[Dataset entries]
•••

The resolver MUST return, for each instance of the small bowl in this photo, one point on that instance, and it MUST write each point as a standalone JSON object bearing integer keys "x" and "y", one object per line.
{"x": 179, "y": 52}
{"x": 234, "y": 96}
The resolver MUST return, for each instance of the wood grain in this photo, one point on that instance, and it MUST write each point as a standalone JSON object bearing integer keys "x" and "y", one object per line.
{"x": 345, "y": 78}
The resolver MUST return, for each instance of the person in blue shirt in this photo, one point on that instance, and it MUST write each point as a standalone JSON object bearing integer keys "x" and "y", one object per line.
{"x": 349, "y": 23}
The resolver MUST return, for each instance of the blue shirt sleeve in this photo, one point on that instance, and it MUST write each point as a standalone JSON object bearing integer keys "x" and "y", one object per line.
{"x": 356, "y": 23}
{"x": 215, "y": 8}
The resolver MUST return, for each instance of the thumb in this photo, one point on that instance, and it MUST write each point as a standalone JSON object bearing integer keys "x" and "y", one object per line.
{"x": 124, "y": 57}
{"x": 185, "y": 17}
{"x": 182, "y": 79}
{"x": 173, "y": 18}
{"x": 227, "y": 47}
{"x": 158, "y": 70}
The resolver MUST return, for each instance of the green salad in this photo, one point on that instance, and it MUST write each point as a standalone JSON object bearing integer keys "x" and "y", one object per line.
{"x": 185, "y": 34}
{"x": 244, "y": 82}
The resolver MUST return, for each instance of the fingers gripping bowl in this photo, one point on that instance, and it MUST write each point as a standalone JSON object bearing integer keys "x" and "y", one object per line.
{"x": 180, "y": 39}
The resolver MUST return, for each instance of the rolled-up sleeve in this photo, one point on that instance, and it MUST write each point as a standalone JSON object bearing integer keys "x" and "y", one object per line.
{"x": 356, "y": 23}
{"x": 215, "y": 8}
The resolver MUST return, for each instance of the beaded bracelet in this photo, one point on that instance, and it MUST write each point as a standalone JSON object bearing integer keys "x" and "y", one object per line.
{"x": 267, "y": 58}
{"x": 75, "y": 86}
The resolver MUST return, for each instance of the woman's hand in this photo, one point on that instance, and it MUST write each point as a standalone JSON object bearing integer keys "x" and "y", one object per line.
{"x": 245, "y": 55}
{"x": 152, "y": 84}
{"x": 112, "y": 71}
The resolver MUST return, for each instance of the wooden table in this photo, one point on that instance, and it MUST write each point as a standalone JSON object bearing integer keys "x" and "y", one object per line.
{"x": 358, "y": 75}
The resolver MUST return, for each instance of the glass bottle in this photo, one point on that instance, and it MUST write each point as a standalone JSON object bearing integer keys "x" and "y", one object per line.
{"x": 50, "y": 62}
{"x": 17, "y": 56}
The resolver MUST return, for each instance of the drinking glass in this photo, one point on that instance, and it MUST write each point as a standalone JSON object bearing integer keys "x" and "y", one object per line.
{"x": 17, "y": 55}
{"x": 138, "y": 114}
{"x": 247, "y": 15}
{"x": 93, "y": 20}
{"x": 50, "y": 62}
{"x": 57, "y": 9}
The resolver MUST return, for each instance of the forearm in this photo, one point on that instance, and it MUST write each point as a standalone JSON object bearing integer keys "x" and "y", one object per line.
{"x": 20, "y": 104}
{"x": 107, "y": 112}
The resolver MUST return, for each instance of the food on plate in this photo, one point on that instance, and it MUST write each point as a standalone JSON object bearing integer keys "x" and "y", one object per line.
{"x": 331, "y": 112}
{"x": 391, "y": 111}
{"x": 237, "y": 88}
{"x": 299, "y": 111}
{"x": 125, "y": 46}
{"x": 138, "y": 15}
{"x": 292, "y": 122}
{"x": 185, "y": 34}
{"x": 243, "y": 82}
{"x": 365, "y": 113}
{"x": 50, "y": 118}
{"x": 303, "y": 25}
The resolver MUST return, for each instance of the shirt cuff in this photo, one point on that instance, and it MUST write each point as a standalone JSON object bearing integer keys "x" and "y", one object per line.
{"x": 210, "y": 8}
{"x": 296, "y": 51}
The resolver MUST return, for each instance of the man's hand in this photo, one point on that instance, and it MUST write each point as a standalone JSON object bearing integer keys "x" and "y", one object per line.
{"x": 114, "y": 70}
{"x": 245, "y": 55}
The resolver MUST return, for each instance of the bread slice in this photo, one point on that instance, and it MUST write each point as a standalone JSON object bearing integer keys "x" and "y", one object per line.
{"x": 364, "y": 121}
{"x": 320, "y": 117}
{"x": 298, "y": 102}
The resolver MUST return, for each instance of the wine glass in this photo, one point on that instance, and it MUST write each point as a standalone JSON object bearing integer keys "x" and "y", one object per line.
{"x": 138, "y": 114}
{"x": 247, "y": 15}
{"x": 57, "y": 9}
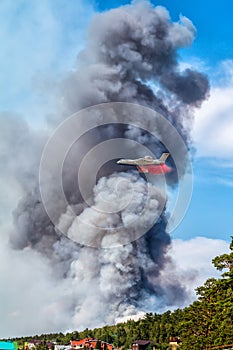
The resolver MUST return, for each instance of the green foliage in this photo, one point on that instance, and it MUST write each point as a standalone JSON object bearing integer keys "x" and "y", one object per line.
{"x": 207, "y": 322}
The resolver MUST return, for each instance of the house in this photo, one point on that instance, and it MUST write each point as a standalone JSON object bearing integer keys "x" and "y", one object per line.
{"x": 140, "y": 344}
{"x": 32, "y": 344}
{"x": 90, "y": 343}
{"x": 175, "y": 342}
{"x": 8, "y": 345}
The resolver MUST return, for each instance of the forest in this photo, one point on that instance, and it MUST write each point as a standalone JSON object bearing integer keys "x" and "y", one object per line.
{"x": 206, "y": 323}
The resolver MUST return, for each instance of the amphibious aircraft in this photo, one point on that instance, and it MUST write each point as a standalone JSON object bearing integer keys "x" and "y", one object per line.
{"x": 148, "y": 164}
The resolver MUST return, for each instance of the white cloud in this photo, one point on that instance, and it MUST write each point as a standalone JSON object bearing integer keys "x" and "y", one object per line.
{"x": 213, "y": 126}
{"x": 193, "y": 259}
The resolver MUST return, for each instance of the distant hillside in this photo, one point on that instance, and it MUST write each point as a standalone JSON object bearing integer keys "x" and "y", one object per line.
{"x": 207, "y": 322}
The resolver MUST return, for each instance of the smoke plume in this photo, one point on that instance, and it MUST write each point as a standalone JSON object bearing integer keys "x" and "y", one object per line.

•••

:: AIM OF THE TASK ::
What the response needs is every entry, repeated exactly, and none of the pictures.

:: YOUR SOLUTION ::
The resolver MUST return, for each instance of the small bowl in this photo, one point on that instance, and it MUST write each point as a standalone JSON object bearing integer keys "x" and "y", one object per line.
{"x": 179, "y": 52}
{"x": 234, "y": 96}
The resolver MUST return, for each instance of the wood grain in this photo, one point on that instance, and it MUST write each point as a standalone JSON object bearing integer keys "x" and "y", one object per line.
{"x": 345, "y": 78}
The resolver MUST return, for each instance of the person in blue shirt in this photo, one point on that instance, and it MUST write each point as a standalone JSON object bearing integer keys "x" and "y", one object per line.
{"x": 349, "y": 23}
The resolver MUST return, for each instance of the blue shirt sleeve in this photo, one point on that instance, and it MUST write each point as a standalone JSON object bearing integer keys "x" and "y", one object per line.
{"x": 356, "y": 23}
{"x": 215, "y": 8}
The resolver MUST return, for each instance of the thumb in this photo, one point on that instance, and it MUST write each point as a standalone JSON object bearing integer keys "x" and "y", one object per line.
{"x": 124, "y": 57}
{"x": 185, "y": 17}
{"x": 182, "y": 79}
{"x": 173, "y": 18}
{"x": 227, "y": 47}
{"x": 158, "y": 70}
The resolver MUST return, for each instance of the green salad in this photo, one point on that instance, and it MUST write each point as a standalone JSON object bearing integer keys "x" and "y", one object per line.
{"x": 185, "y": 34}
{"x": 244, "y": 82}
The resolver MUST return, for each instance of the fingers gripping bowl in this photo, one point on that instance, and it MUST write each point as a standalone JSON object bearing integer keys "x" and "y", one object per line.
{"x": 180, "y": 39}
The resolver MUST return, for each instance of the rolled-up sleeve in this photo, one point on that instance, and it MUST write each point as a standalone JSON object bearing integer keys "x" and "y", one object per line.
{"x": 356, "y": 23}
{"x": 215, "y": 8}
The resolver MUST return, for each instance of the beaded bracelet in this photo, one point on that instance, and it MUST write each point as a standalone JSON object bearing integer keys "x" and "y", one object per line.
{"x": 267, "y": 58}
{"x": 75, "y": 86}
The resolver MUST return, for each instance of the woman's hand in this photo, one point on that instance, and it MUST write each point as a standalone JSON object bearing integer keys "x" and "y", one object per line.
{"x": 245, "y": 55}
{"x": 152, "y": 84}
{"x": 112, "y": 71}
The resolver MUST return, for each instance of the wooden table in this photo, one point on that instance, and it MUST write each point as a standalone JSON object bearing integer keys "x" and "y", one object per line.
{"x": 358, "y": 75}
The resolver MUST return, for each instance of the glass bottle in this photo, one point on that instance, and it MUST write each point as a standalone JSON object bearing integer keys "x" and "y", one object per line.
{"x": 50, "y": 62}
{"x": 17, "y": 56}
The resolver MUST return, for each instance of the drinking glass in this photo, one point on that instance, and it MUST write each point as a standalone JSON object bearing integer keys "x" and "y", one object per line.
{"x": 17, "y": 55}
{"x": 138, "y": 114}
{"x": 247, "y": 15}
{"x": 93, "y": 20}
{"x": 50, "y": 62}
{"x": 57, "y": 9}
The resolver MUST return, for each instance of the forearm in this photo, one point on that instance, and it MUST write each point as a standalone JSON object bearing integer keys "x" and "y", one object per line.
{"x": 20, "y": 104}
{"x": 107, "y": 112}
The resolver MUST return, for each instance of the food on plate in this photo, one point on that instance, and it MUST write each point as a standalone JSON object bearing integer keys "x" and "y", one object per line.
{"x": 331, "y": 112}
{"x": 391, "y": 111}
{"x": 237, "y": 88}
{"x": 299, "y": 111}
{"x": 125, "y": 46}
{"x": 138, "y": 15}
{"x": 292, "y": 122}
{"x": 185, "y": 34}
{"x": 243, "y": 82}
{"x": 365, "y": 113}
{"x": 50, "y": 118}
{"x": 303, "y": 25}
The resolver MUST return, for each instance of the shirt cuff in this photo, one point on that instance, and it MUST write each point as a standalone JSON object bearing integer keys "x" and "y", one object per line.
{"x": 210, "y": 8}
{"x": 296, "y": 51}
The resolver MUST return, for each instance of the man's hand in this photo, one point on that instance, and it MUST write each point as a standalone JSON object bearing integer keys "x" and "y", one object per line.
{"x": 114, "y": 70}
{"x": 245, "y": 55}
The resolver MUST return, for each instance of the bread slice in this photo, one point on that instance, and it MUST write each point as a standalone JSON object bearing integer keys "x" and "y", one object per line.
{"x": 364, "y": 121}
{"x": 320, "y": 117}
{"x": 298, "y": 102}
The resolver MUST return, for each instance of the wine glass in this photo, one point on that instance, and it MUST write each point as a standalone JSON object bearing integer keys "x" and "y", one object per line.
{"x": 138, "y": 114}
{"x": 247, "y": 15}
{"x": 57, "y": 9}
The resolver MUST return, for each instance of the green foliage in this photo, one point on that instance, and it MUST write each point as a standalone JSON object bearing integer keys "x" and "y", one object per line.
{"x": 207, "y": 322}
The resolver MUST return, for each instance of the house in this photo, one point on that instance, and it MUST write each point as a standalone JSON object bearing integer keys "x" and "y", one object per line.
{"x": 140, "y": 344}
{"x": 32, "y": 344}
{"x": 90, "y": 343}
{"x": 175, "y": 342}
{"x": 8, "y": 345}
The resolver MUST return, for each instance of the forest in this photo, one point on that instance, and it MUST write each point as a standalone JSON object bearing integer keys "x" and "y", one object per line.
{"x": 206, "y": 323}
The resolver MUST return, for each instance of the amphibious aircraft in this photo, one point on that instance, and it MUST write each point as a standalone JSON object bearing integer keys "x" and "y", one object per line.
{"x": 148, "y": 164}
The resolver MUST return, for each instance of the white cloud in this photo, one point on that instance, and it MUST write each point as a standalone JSON object bearing integer keys "x" and "y", one object per line.
{"x": 213, "y": 126}
{"x": 193, "y": 259}
The resolver MUST return, for each instance of the distant hillside in this photo, one point on that instance, and it MUST write each point as a standalone JSON object bearing integer keys "x" and "y", one object per line.
{"x": 207, "y": 322}
The resolver MUST return, for each instance of the smoke plume in this photo, one point on that instance, and it MUST write each point as a standalone JSON object bearing integer keys "x" and "y", one object per line.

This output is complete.